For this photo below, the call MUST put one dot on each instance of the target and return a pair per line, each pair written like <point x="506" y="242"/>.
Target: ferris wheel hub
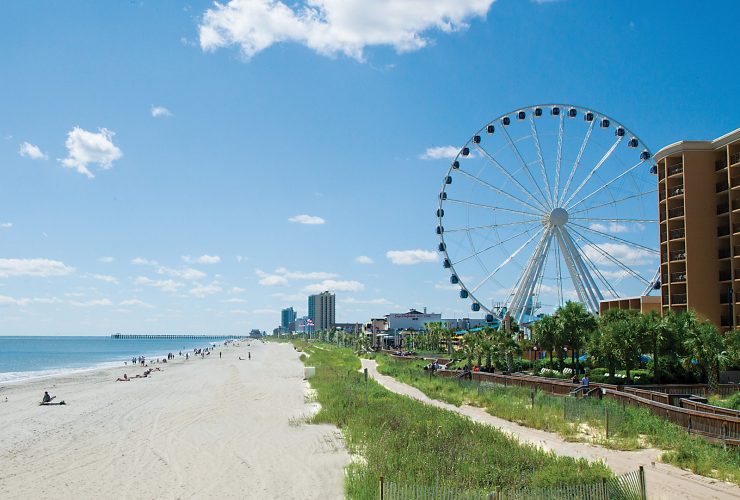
<point x="558" y="217"/>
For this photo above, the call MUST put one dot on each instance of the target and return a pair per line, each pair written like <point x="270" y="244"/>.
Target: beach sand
<point x="203" y="428"/>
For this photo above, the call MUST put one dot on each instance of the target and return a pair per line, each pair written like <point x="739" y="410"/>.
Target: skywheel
<point x="546" y="204"/>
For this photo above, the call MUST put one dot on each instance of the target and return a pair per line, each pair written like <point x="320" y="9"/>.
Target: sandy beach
<point x="202" y="428"/>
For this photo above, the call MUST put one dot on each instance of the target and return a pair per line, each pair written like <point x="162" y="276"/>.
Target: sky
<point x="170" y="167"/>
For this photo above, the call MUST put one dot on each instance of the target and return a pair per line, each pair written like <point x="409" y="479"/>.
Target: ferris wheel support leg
<point x="593" y="290"/>
<point x="529" y="277"/>
<point x="575" y="278"/>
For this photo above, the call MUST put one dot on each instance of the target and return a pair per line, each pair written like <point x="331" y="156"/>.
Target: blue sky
<point x="114" y="219"/>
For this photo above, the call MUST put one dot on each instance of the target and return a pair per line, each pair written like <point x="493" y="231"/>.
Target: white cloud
<point x="160" y="111"/>
<point x="140" y="261"/>
<point x="307" y="219"/>
<point x="85" y="148"/>
<point x="282" y="276"/>
<point x="334" y="286"/>
<point x="203" y="259"/>
<point x="624" y="253"/>
<point x="135" y="302"/>
<point x="611" y="228"/>
<point x="28" y="150"/>
<point x="93" y="303"/>
<point x="235" y="300"/>
<point x="202" y="291"/>
<point x="5" y="300"/>
<point x="271" y="279"/>
<point x="40" y="268"/>
<point x="352" y="300"/>
<point x="170" y="286"/>
<point x="264" y="311"/>
<point x="332" y="27"/>
<point x="441" y="152"/>
<point x="187" y="273"/>
<point x="409" y="257"/>
<point x="106" y="278"/>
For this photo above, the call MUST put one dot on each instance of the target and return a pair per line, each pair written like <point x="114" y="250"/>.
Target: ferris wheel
<point x="546" y="204"/>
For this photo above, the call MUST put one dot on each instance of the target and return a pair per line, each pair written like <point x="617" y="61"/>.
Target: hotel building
<point x="699" y="220"/>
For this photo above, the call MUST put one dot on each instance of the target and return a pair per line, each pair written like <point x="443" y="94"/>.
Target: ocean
<point x="24" y="358"/>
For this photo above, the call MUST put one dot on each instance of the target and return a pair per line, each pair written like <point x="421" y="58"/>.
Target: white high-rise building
<point x="321" y="311"/>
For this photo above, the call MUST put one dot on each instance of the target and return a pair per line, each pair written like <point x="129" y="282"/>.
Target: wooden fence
<point x="718" y="426"/>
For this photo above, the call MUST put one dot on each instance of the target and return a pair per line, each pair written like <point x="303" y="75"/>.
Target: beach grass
<point x="405" y="441"/>
<point x="629" y="428"/>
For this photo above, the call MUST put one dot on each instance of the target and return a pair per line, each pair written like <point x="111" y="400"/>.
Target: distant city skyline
<point x="185" y="168"/>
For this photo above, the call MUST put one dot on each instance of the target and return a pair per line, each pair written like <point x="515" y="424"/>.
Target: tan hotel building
<point x="699" y="217"/>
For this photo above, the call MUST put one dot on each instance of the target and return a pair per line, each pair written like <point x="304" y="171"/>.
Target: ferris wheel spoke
<point x="536" y="137"/>
<point x="491" y="207"/>
<point x="596" y="167"/>
<point x="592" y="291"/>
<point x="499" y="191"/>
<point x="497" y="244"/>
<point x="614" y="202"/>
<point x="507" y="260"/>
<point x="604" y="219"/>
<point x="616" y="238"/>
<point x="598" y="274"/>
<point x="559" y="276"/>
<point x="616" y="261"/>
<point x="523" y="291"/>
<point x="524" y="164"/>
<point x="584" y="143"/>
<point x="606" y="185"/>
<point x="493" y="226"/>
<point x="558" y="160"/>
<point x="488" y="156"/>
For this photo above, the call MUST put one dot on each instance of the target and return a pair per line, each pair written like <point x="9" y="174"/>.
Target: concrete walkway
<point x="663" y="480"/>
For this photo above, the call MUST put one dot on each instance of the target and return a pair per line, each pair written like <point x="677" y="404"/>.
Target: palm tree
<point x="469" y="345"/>
<point x="545" y="333"/>
<point x="577" y="325"/>
<point x="706" y="347"/>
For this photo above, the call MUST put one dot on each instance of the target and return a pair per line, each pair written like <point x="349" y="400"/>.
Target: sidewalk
<point x="663" y="480"/>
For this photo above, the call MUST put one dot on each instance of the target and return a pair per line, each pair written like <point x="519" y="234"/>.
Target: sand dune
<point x="205" y="428"/>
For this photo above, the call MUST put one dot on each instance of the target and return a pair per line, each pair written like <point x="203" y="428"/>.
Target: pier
<point x="177" y="336"/>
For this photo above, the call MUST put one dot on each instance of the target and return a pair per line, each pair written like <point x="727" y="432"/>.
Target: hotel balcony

□ □ □ □

TASK BRIEF: How many lines in the text contain the word "hotel"? Give only the number.

RESPONSE: 3